== Task inputs
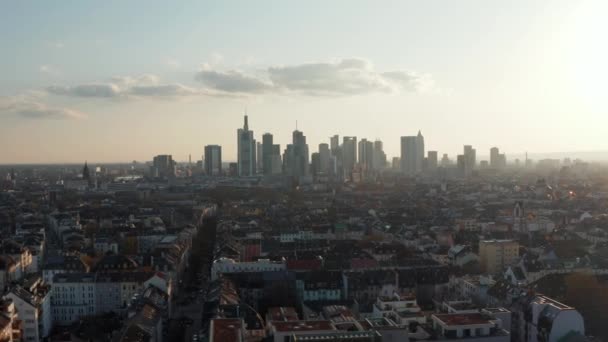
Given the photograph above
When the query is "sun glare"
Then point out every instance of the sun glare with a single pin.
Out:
(589, 63)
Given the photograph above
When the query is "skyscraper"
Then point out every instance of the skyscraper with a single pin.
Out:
(366, 154)
(213, 160)
(246, 162)
(419, 152)
(494, 156)
(324, 158)
(431, 161)
(267, 148)
(86, 175)
(497, 160)
(379, 156)
(334, 144)
(277, 163)
(259, 157)
(409, 155)
(349, 155)
(445, 160)
(163, 166)
(296, 158)
(470, 160)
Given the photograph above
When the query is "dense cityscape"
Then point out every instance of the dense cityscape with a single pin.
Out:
(340, 244)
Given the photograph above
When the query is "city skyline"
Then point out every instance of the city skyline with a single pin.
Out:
(80, 90)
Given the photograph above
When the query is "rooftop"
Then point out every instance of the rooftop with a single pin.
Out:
(225, 330)
(303, 326)
(463, 319)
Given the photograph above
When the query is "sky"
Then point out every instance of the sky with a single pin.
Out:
(116, 81)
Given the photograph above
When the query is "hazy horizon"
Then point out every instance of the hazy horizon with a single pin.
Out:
(120, 81)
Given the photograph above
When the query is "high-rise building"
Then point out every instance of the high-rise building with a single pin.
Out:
(277, 163)
(366, 155)
(460, 165)
(163, 166)
(494, 156)
(419, 152)
(259, 157)
(431, 161)
(213, 160)
(315, 164)
(324, 158)
(379, 156)
(267, 148)
(349, 155)
(296, 159)
(396, 164)
(470, 160)
(246, 150)
(334, 144)
(445, 160)
(409, 155)
(86, 175)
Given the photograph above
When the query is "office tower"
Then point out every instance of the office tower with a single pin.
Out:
(396, 164)
(460, 164)
(213, 160)
(349, 155)
(366, 154)
(233, 169)
(267, 148)
(85, 173)
(246, 151)
(259, 157)
(334, 144)
(296, 157)
(379, 157)
(324, 158)
(419, 152)
(163, 166)
(502, 160)
(445, 160)
(494, 157)
(470, 160)
(315, 164)
(409, 155)
(431, 161)
(276, 161)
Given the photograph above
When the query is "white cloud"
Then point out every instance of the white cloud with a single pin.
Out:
(48, 69)
(30, 108)
(55, 44)
(345, 77)
(87, 90)
(126, 86)
(350, 76)
(232, 81)
(173, 63)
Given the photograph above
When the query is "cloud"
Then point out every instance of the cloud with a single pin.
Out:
(350, 76)
(345, 77)
(173, 63)
(30, 108)
(124, 87)
(170, 90)
(232, 81)
(47, 69)
(55, 44)
(86, 90)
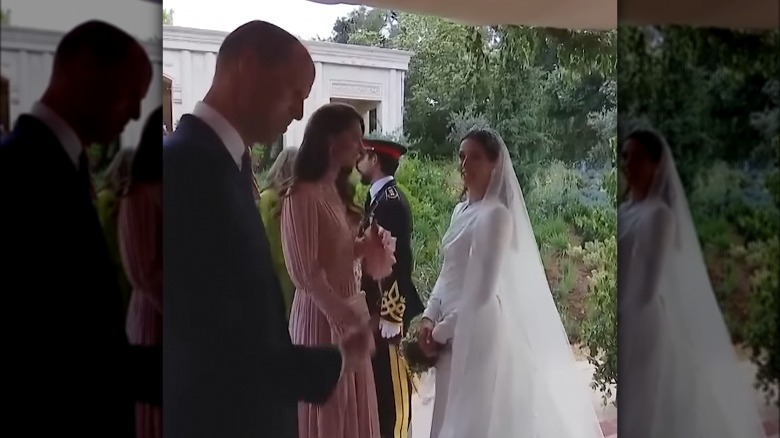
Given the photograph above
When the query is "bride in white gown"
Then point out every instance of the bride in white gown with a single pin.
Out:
(505, 369)
(679, 374)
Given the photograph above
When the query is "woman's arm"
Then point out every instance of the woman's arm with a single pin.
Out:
(140, 233)
(492, 234)
(433, 308)
(300, 241)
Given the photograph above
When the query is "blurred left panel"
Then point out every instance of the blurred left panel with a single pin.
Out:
(80, 214)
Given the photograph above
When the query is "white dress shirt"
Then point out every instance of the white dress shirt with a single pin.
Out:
(225, 131)
(64, 133)
(377, 185)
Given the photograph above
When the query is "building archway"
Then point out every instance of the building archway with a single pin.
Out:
(5, 104)
(168, 103)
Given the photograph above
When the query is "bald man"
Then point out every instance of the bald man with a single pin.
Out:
(68, 364)
(230, 369)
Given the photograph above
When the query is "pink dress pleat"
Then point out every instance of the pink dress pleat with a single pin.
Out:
(318, 244)
(140, 237)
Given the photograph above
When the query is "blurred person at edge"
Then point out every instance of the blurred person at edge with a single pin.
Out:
(72, 344)
(679, 372)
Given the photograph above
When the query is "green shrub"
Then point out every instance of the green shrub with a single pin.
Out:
(599, 331)
(761, 328)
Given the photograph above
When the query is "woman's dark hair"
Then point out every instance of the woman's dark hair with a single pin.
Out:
(651, 142)
(490, 145)
(147, 163)
(313, 160)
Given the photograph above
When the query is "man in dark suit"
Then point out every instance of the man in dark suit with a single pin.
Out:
(69, 367)
(230, 369)
(393, 301)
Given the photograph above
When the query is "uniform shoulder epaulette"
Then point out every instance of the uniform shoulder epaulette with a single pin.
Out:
(391, 192)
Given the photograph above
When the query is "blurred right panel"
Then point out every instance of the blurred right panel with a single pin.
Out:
(698, 231)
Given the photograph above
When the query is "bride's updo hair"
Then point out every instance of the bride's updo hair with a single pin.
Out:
(313, 160)
(489, 142)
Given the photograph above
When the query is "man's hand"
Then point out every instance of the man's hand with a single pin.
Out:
(425, 340)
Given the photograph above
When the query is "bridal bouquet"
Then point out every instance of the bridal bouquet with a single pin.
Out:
(417, 361)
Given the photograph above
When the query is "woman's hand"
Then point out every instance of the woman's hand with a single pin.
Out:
(428, 346)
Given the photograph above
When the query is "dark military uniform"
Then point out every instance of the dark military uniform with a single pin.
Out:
(393, 301)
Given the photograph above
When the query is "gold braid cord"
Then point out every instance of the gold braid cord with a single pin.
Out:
(393, 304)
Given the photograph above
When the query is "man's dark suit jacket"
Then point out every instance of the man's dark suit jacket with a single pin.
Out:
(230, 369)
(69, 368)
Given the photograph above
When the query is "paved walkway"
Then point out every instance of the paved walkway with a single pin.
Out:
(422, 408)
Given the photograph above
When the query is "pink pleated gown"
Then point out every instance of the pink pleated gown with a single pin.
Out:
(318, 243)
(140, 240)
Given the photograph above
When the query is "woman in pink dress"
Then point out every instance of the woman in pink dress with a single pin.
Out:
(140, 239)
(321, 247)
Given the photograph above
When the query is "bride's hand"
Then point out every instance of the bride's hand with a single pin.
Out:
(425, 339)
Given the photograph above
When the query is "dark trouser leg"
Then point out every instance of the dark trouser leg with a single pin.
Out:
(393, 390)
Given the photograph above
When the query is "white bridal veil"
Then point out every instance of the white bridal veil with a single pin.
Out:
(702, 391)
(516, 376)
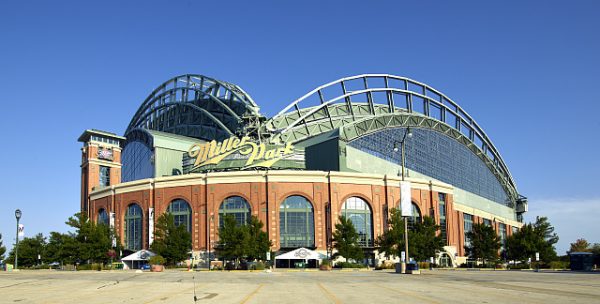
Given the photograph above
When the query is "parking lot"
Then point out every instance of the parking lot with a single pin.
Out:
(173, 286)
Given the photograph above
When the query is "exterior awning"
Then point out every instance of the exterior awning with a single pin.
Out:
(301, 254)
(142, 255)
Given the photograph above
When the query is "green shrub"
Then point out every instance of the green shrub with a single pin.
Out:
(559, 265)
(157, 260)
(424, 265)
(259, 266)
(349, 265)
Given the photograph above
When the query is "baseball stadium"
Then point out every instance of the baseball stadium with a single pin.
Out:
(199, 148)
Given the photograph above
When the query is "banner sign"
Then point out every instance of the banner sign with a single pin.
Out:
(150, 226)
(105, 153)
(211, 153)
(405, 199)
(21, 230)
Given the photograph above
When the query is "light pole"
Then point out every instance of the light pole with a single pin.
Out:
(18, 217)
(408, 134)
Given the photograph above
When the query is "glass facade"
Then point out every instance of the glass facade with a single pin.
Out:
(442, 210)
(296, 223)
(102, 217)
(236, 206)
(182, 213)
(468, 226)
(133, 227)
(104, 176)
(438, 156)
(359, 213)
(137, 161)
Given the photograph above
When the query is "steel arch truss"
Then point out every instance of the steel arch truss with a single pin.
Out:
(370, 99)
(370, 125)
(195, 106)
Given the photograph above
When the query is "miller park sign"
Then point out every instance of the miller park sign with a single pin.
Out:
(258, 154)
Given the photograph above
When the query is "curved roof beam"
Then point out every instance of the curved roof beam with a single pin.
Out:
(174, 90)
(207, 85)
(463, 122)
(195, 107)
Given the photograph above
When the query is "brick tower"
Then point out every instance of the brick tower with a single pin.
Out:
(100, 162)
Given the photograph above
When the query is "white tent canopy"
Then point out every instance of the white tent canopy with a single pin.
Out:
(137, 259)
(301, 254)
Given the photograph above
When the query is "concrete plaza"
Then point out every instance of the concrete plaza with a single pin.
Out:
(173, 286)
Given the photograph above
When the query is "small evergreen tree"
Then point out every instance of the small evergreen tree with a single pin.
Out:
(171, 242)
(581, 245)
(391, 242)
(484, 243)
(233, 240)
(531, 238)
(345, 239)
(92, 241)
(423, 242)
(29, 249)
(2, 249)
(62, 248)
(258, 242)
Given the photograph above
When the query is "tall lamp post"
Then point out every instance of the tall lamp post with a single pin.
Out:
(18, 217)
(408, 134)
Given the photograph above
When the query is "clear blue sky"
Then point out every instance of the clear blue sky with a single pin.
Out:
(527, 71)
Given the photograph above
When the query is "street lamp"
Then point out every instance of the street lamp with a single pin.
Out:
(18, 217)
(408, 134)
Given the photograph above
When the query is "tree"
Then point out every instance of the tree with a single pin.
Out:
(61, 248)
(29, 251)
(581, 245)
(171, 242)
(2, 249)
(547, 239)
(92, 240)
(423, 242)
(258, 242)
(484, 243)
(345, 239)
(531, 238)
(232, 244)
(391, 242)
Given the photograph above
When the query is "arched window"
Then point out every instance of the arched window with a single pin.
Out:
(296, 223)
(182, 213)
(358, 211)
(236, 206)
(133, 227)
(102, 217)
(415, 218)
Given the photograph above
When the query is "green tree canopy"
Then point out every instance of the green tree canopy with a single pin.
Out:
(484, 243)
(580, 245)
(423, 242)
(422, 239)
(172, 242)
(345, 240)
(258, 240)
(242, 241)
(391, 242)
(531, 238)
(29, 249)
(233, 240)
(93, 240)
(62, 248)
(2, 249)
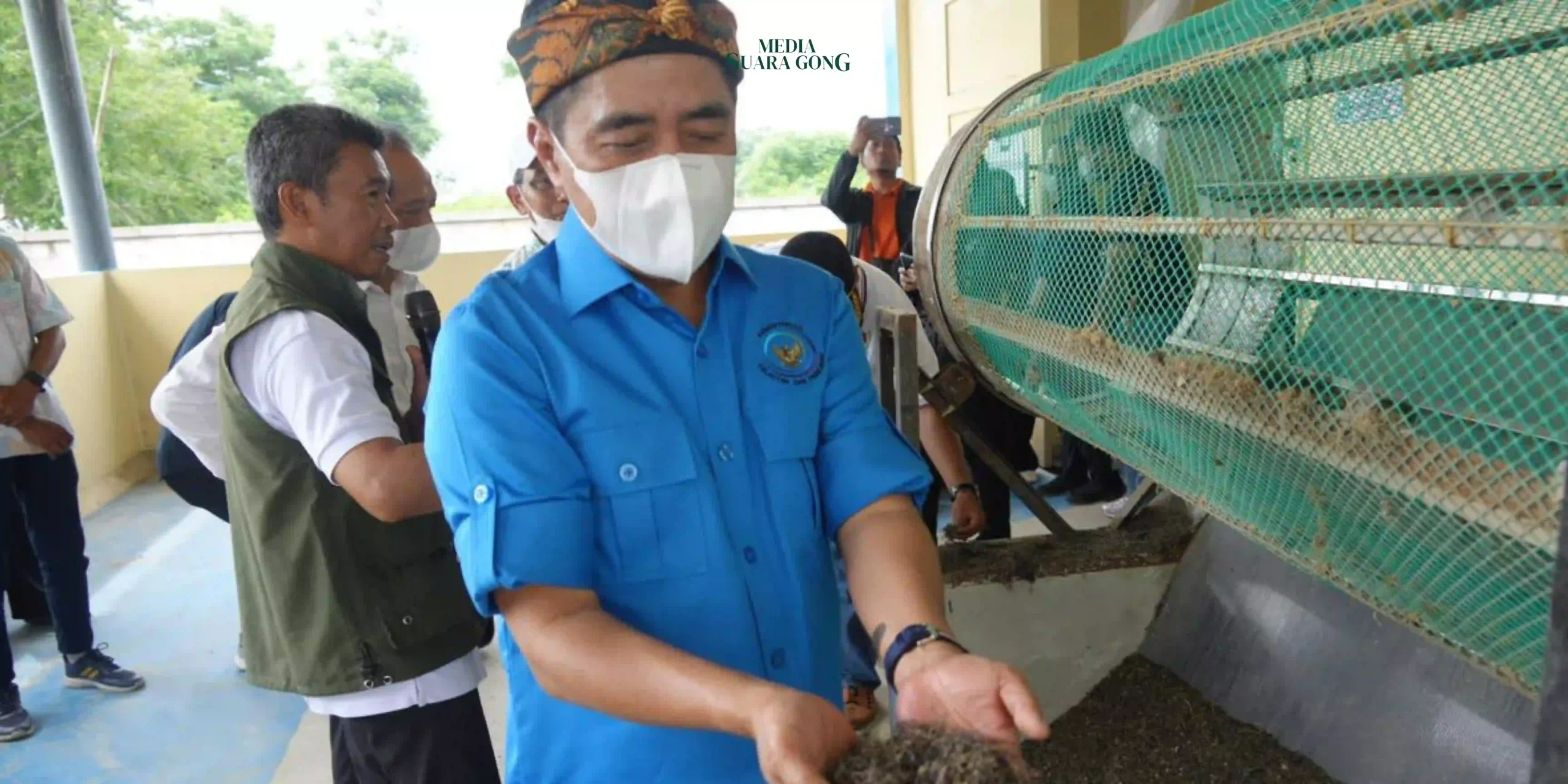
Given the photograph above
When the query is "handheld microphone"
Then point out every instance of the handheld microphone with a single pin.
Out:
(424, 318)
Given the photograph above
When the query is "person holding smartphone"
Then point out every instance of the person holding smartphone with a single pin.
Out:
(878, 219)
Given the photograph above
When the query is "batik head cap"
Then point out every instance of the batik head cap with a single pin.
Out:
(562, 41)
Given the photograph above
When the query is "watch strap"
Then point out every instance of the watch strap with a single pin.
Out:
(913, 639)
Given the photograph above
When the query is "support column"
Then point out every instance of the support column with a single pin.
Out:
(69, 134)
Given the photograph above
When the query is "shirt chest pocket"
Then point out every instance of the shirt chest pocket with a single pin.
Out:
(789, 449)
(647, 500)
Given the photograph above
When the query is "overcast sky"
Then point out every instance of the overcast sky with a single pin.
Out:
(460, 48)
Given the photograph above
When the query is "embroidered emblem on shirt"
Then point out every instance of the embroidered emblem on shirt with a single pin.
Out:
(788, 355)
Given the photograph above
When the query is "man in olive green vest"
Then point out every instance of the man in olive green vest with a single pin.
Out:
(350, 592)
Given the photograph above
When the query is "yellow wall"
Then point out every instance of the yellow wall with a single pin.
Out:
(126, 328)
(156, 308)
(94, 385)
(959, 55)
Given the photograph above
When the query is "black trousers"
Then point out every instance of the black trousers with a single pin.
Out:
(441, 744)
(996, 499)
(26, 587)
(1085, 461)
(43, 491)
(201, 490)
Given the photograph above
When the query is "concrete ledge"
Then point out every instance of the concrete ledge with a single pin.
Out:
(1062, 612)
(1039, 557)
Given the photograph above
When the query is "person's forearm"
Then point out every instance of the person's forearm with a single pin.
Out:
(48, 349)
(839, 198)
(390, 479)
(896, 578)
(592, 659)
(407, 486)
(944, 447)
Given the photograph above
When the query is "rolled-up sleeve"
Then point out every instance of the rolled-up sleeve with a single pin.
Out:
(861, 457)
(513, 488)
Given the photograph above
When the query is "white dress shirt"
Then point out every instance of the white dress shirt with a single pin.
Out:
(308, 379)
(27, 308)
(186, 401)
(390, 317)
(522, 255)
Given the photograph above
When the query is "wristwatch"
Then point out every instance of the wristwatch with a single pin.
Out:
(913, 639)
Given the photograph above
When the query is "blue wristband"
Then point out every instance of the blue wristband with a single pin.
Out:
(913, 639)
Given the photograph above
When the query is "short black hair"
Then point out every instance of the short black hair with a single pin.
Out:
(825, 251)
(396, 140)
(556, 107)
(298, 145)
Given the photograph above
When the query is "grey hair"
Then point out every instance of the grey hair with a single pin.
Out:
(300, 145)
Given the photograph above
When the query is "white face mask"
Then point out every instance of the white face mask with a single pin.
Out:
(662, 216)
(415, 250)
(546, 230)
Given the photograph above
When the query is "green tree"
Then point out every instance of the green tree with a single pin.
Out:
(788, 164)
(231, 57)
(170, 153)
(368, 80)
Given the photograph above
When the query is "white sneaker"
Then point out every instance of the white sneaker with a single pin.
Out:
(1118, 507)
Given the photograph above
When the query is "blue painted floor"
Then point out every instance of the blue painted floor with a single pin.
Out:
(164, 601)
(162, 582)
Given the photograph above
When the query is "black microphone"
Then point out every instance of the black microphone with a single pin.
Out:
(424, 318)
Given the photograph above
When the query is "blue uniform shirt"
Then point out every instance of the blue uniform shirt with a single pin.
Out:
(584, 435)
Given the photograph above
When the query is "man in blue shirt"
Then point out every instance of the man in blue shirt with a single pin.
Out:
(647, 438)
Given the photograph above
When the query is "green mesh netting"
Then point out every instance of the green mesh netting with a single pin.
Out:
(1303, 262)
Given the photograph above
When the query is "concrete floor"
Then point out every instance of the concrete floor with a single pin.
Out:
(162, 582)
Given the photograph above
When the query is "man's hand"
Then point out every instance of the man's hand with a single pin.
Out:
(968, 514)
(16, 402)
(44, 435)
(861, 138)
(799, 737)
(943, 686)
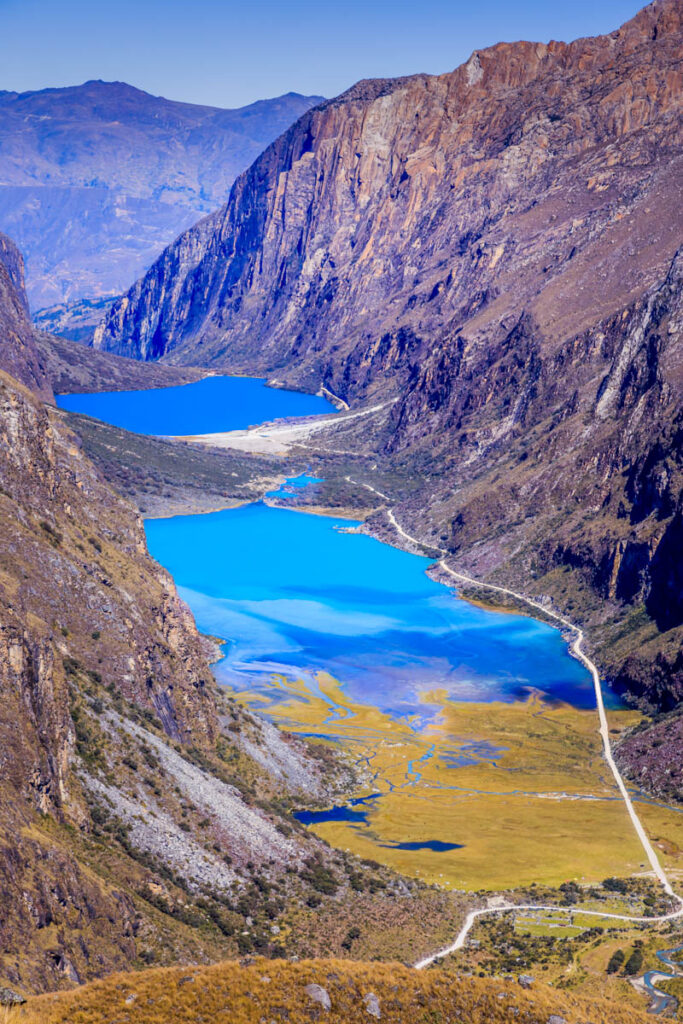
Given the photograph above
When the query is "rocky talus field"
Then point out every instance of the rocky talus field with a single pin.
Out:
(486, 264)
(493, 257)
(143, 816)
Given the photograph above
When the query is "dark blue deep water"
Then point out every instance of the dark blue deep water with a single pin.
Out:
(296, 594)
(208, 407)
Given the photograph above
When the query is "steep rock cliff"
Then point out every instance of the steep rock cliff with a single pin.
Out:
(495, 250)
(96, 178)
(535, 177)
(128, 810)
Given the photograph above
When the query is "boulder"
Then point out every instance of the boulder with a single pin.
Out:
(319, 994)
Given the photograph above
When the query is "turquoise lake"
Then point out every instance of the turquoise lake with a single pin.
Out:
(206, 407)
(297, 594)
(294, 593)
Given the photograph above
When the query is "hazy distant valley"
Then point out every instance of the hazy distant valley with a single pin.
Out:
(378, 667)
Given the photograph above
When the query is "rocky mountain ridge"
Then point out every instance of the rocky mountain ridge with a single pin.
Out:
(97, 178)
(493, 257)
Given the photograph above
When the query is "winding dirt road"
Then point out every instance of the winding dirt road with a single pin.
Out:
(577, 648)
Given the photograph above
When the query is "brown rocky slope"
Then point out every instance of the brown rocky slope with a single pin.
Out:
(495, 252)
(143, 817)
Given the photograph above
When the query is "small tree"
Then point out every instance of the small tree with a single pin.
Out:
(615, 962)
(635, 962)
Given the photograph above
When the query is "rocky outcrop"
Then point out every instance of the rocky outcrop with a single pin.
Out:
(650, 757)
(18, 354)
(536, 178)
(495, 249)
(98, 178)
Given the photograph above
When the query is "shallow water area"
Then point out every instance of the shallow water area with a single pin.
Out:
(473, 733)
(213, 404)
(297, 594)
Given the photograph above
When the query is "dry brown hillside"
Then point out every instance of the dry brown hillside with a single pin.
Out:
(336, 991)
====
● Job
Please tally the lines in the rows above that contain the string "ledge" and give only the number.

● Result of the task
2